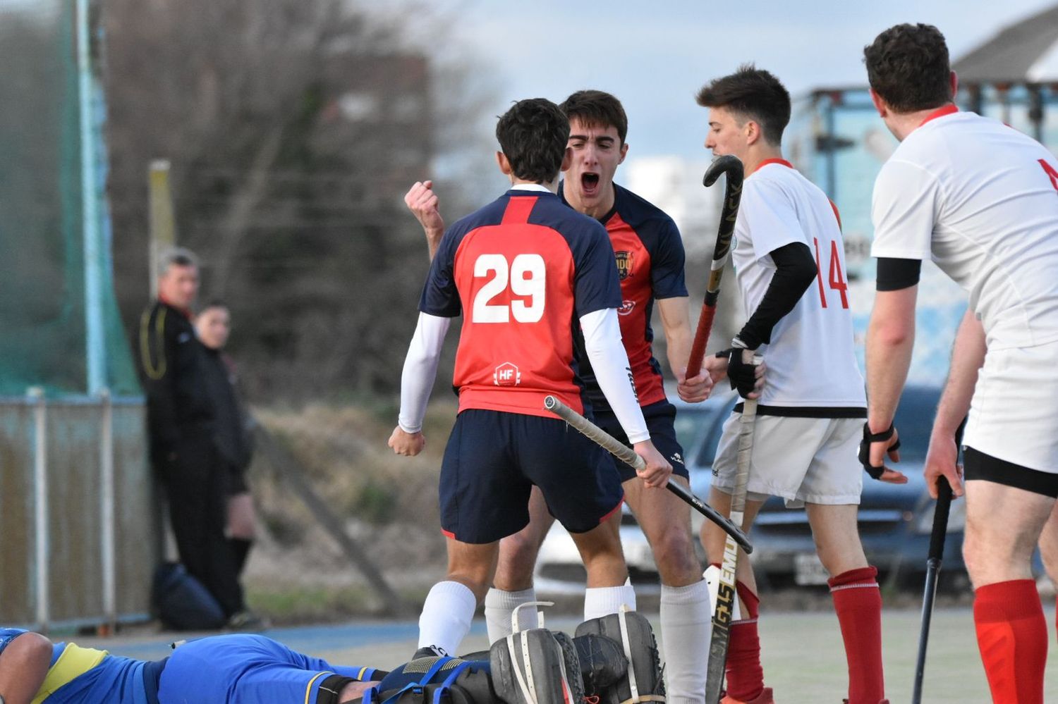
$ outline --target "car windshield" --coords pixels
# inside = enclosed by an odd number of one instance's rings
[[[936,403],[941,390],[923,387],[909,387],[900,396],[900,405],[896,409],[893,422],[900,432],[900,458],[926,458],[929,447],[929,436],[933,430],[933,419],[936,415]]]

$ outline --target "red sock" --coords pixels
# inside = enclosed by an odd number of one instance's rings
[[[886,697],[881,671],[881,592],[873,567],[827,580],[849,661],[850,704],[878,704]]]
[[[1042,704],[1047,623],[1032,579],[974,592],[973,623],[993,702]]]
[[[761,599],[741,581],[735,582],[738,597],[746,607],[740,620],[731,624],[728,660],[725,667],[727,693],[742,702],[761,696],[764,689],[764,668],[761,667],[761,636],[756,631]]]

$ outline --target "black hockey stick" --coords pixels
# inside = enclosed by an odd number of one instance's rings
[[[694,342],[691,346],[691,357],[687,362],[687,376],[697,376],[701,371],[701,359],[706,355],[706,344],[713,329],[713,317],[716,315],[716,299],[720,293],[720,277],[724,265],[731,252],[731,236],[734,235],[734,221],[738,217],[738,202],[742,200],[742,181],[744,178],[742,162],[737,156],[727,154],[717,156],[706,169],[701,179],[703,185],[709,187],[716,183],[722,173],[727,173],[727,185],[724,188],[724,208],[720,211],[720,225],[716,231],[716,246],[713,247],[713,261],[709,266],[709,284],[706,286],[706,299],[701,303],[698,316],[698,329],[694,332]]]
[[[624,462],[636,469],[643,468],[645,464],[643,462],[643,458],[636,455],[634,449],[618,441],[598,425],[587,420],[554,396],[548,395],[544,399],[544,408],[554,413],[569,425],[573,426],[578,432],[595,442],[621,462]],[[669,483],[665,484],[665,488],[687,503],[691,504],[691,506],[699,514],[719,525],[720,529],[728,534],[729,540],[736,542],[747,553],[753,552],[753,544],[749,541],[749,538],[746,537],[746,534],[742,532],[742,529],[740,529],[736,523],[731,522],[718,511],[691,494],[691,492],[689,492],[682,484],[670,477]]]
[[[963,439],[964,420],[955,431],[955,448]],[[929,645],[929,627],[933,620],[933,601],[936,598],[936,583],[944,560],[944,541],[948,534],[948,513],[951,508],[951,484],[945,477],[936,482],[936,506],[933,508],[933,531],[929,537],[929,557],[926,560],[926,591],[923,594],[923,622],[918,631],[918,657],[915,660],[915,684],[911,692],[912,704],[922,704],[923,680],[926,677],[926,647]]]
[[[760,357],[753,359],[760,364]],[[756,400],[743,403],[738,426],[738,465],[731,494],[731,522],[742,526],[746,512],[746,488],[749,484],[749,464],[753,452],[753,425],[756,423]],[[709,641],[709,660],[706,663],[706,704],[718,704],[724,685],[724,667],[727,665],[728,643],[731,640],[731,619],[738,598],[735,587],[735,569],[738,566],[738,546],[730,536],[724,541],[724,560],[720,563],[716,608],[713,610],[713,630]]]

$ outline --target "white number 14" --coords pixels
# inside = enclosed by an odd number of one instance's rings
[[[544,317],[544,279],[546,266],[544,258],[537,254],[521,254],[508,266],[504,255],[481,255],[474,262],[474,278],[493,275],[474,296],[473,322],[510,322],[510,316],[518,322],[536,322]],[[506,304],[490,301],[507,290],[529,299],[512,300]]]

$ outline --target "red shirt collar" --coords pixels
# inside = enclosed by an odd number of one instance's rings
[[[794,168],[794,165],[787,162],[785,159],[765,159],[763,162],[756,165],[756,168],[753,169],[753,173],[756,173],[758,171],[761,170],[762,167],[765,167],[768,164],[782,164],[787,168]]]
[[[944,106],[943,108],[937,108],[930,114],[926,115],[926,119],[918,123],[918,127],[922,127],[931,119],[936,119],[937,117],[944,117],[945,115],[950,115],[953,112],[959,112],[959,106],[954,103]]]

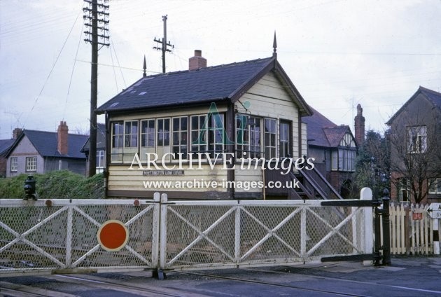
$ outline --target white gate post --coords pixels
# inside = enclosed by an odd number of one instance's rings
[[[362,200],[372,200],[372,191],[370,188],[363,188],[360,192],[360,199]],[[372,222],[372,208],[363,207],[364,214],[364,249],[363,251],[366,254],[374,252],[374,226]],[[364,261],[364,265],[372,265],[372,261]]]
[[[234,214],[234,261],[236,264],[240,262],[240,205],[237,205]]]
[[[167,195],[161,195],[161,215],[160,219],[160,269],[165,269],[167,261]]]
[[[152,228],[152,268],[159,268],[159,254],[160,254],[160,219],[161,206],[160,202],[161,201],[161,195],[158,192],[155,192],[153,194],[153,201],[155,205],[153,205],[153,221],[151,226]],[[146,226],[149,228],[150,226]]]
[[[439,220],[438,219],[432,219],[433,222],[433,254],[435,255],[440,254],[440,233],[439,228]]]

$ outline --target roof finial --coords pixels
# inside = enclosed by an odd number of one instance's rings
[[[274,30],[274,40],[272,41],[273,57],[277,57],[277,41],[276,40],[276,31]]]
[[[146,71],[147,70],[147,63],[146,63],[146,55],[144,55],[144,64],[143,65],[142,69],[144,70],[142,74],[143,77],[147,76],[147,74],[146,73]]]

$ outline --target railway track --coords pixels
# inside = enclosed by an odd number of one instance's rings
[[[351,266],[348,266],[351,268]],[[167,279],[160,281],[146,271],[104,274],[53,275],[38,277],[5,277],[0,281],[0,296],[73,297],[93,296],[441,296],[441,287],[400,284],[383,278],[351,279],[349,273],[333,273],[341,263],[307,269],[293,266],[236,268],[210,271],[170,271]],[[323,270],[329,269],[328,272]],[[344,268],[346,269],[346,268]],[[370,268],[368,268],[370,269]],[[371,268],[373,269],[373,268]],[[401,271],[372,270],[382,272]],[[403,270],[404,271],[404,270]],[[440,271],[441,273],[441,271]],[[438,283],[439,279],[435,278]],[[401,284],[401,285],[400,285]],[[439,289],[438,289],[439,288]],[[98,293],[96,293],[98,292]],[[3,295],[2,295],[3,294]]]
[[[54,275],[38,277],[46,279],[48,282],[55,281],[57,283],[68,283],[71,287],[78,287],[83,291],[85,288],[90,290],[106,290],[113,292],[108,296],[139,296],[147,297],[183,297],[195,296],[206,297],[206,295],[194,292],[187,292],[183,290],[169,289],[162,286],[148,285],[136,285],[105,277],[96,277],[88,275]],[[0,296],[31,297],[31,296],[54,296],[54,297],[76,297],[80,294],[66,293],[60,291],[38,288],[23,284],[15,284],[1,281],[0,282]],[[107,295],[104,295],[107,296]]]

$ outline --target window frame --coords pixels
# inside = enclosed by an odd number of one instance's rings
[[[288,127],[288,135],[287,139],[284,139],[282,141],[282,126],[284,125],[286,125]],[[287,144],[284,144],[282,146],[282,143]],[[288,146],[288,152],[284,151],[284,146]],[[284,151],[283,152],[282,150]],[[279,122],[279,157],[293,158],[293,122],[288,120],[280,119]]]
[[[32,162],[31,160],[34,160]],[[37,158],[26,157],[26,172],[36,172],[37,169]]]
[[[216,127],[216,118],[214,116],[220,116],[222,127]],[[193,118],[197,118],[197,127],[195,127],[195,123]],[[225,141],[226,138],[225,134],[225,113],[209,113],[209,114],[193,114],[190,116],[190,151],[189,153],[200,153],[202,158],[205,158],[205,153],[209,153],[211,157],[214,157],[216,153],[225,151]],[[208,127],[206,127],[208,125]],[[201,136],[201,132],[202,135]],[[219,134],[219,133],[220,133]],[[217,139],[220,137],[221,142],[218,142]],[[195,143],[202,141],[204,143]],[[194,148],[197,148],[195,150]],[[202,149],[201,149],[202,148]],[[212,149],[210,149],[212,148]],[[218,155],[218,158],[222,158],[222,154]]]
[[[18,158],[11,157],[10,160],[9,170],[11,172],[17,172],[18,171]]]
[[[97,150],[95,170],[97,173],[101,173],[104,171],[106,167],[106,151]]]
[[[404,182],[403,182],[404,181]],[[398,184],[397,186],[398,191],[398,201],[401,202],[410,202],[411,197],[411,189],[410,189],[410,180],[405,178],[400,178],[398,180]],[[407,200],[403,200],[403,192],[407,193]]]
[[[428,185],[428,193],[430,195],[441,195],[441,178],[430,179]],[[431,190],[433,188],[433,190]]]
[[[407,152],[424,153],[427,151],[427,126],[407,127]]]
[[[185,119],[186,124],[183,125],[183,120]],[[178,120],[178,129],[174,129],[175,120]],[[179,159],[178,153],[182,153],[182,160],[187,160],[188,153],[188,116],[174,116],[171,120],[171,141],[170,146],[172,153],[174,153],[174,160]],[[183,126],[185,125],[185,130],[183,129]],[[177,133],[177,144],[175,144],[175,137],[176,137]],[[177,148],[177,151],[175,151],[175,148]]]

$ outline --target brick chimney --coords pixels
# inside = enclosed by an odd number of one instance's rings
[[[206,59],[202,57],[202,51],[195,50],[195,56],[188,59],[188,70],[206,67]]]
[[[23,132],[22,129],[15,128],[13,130],[13,139],[17,139],[20,134]]]
[[[57,132],[57,151],[62,155],[66,155],[69,151],[68,146],[68,132],[69,128],[67,125],[66,125],[66,122],[63,122],[62,120],[59,122],[59,125],[58,126]]]
[[[363,116],[361,105],[357,105],[357,116],[354,118],[355,137],[358,146],[361,146],[365,141],[365,117]]]

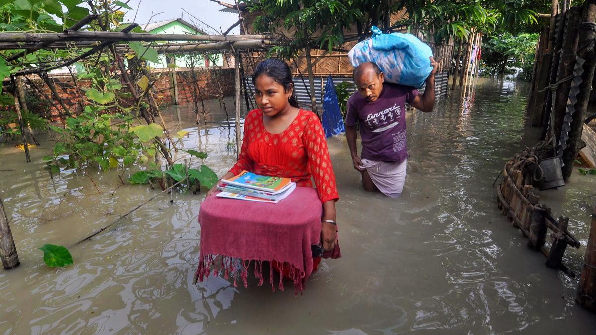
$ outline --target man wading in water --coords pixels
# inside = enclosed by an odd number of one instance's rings
[[[434,106],[437,62],[429,58],[433,70],[422,97],[412,87],[384,82],[383,72],[374,63],[363,63],[354,69],[358,92],[347,100],[346,139],[354,169],[362,173],[362,187],[367,191],[380,191],[392,198],[402,194],[408,159],[405,103],[423,111],[432,111]],[[359,157],[356,122],[362,142]]]

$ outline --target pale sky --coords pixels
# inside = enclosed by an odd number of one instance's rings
++++++++++++++++++++
**GOAL:** All lines from the one containing "water --coords pixels" through the final line of the listing above are to be reproduced exactly; include both and add nothing.

**OUTPUT OF THE EXERCISE:**
$ outline --target man wading in water --coords pixels
# inside = enclosed by an odd number of one instance's rings
[[[434,106],[437,62],[429,58],[433,70],[422,97],[412,87],[384,82],[383,72],[374,63],[363,63],[354,69],[358,92],[347,100],[346,139],[354,169],[362,173],[362,187],[367,191],[380,191],[392,198],[402,194],[408,159],[405,103],[423,111],[432,111]],[[359,157],[356,122],[362,142]]]

$ outline --target pale sky --coords pixels
# inside = enclosed by an odd number of one instance's rings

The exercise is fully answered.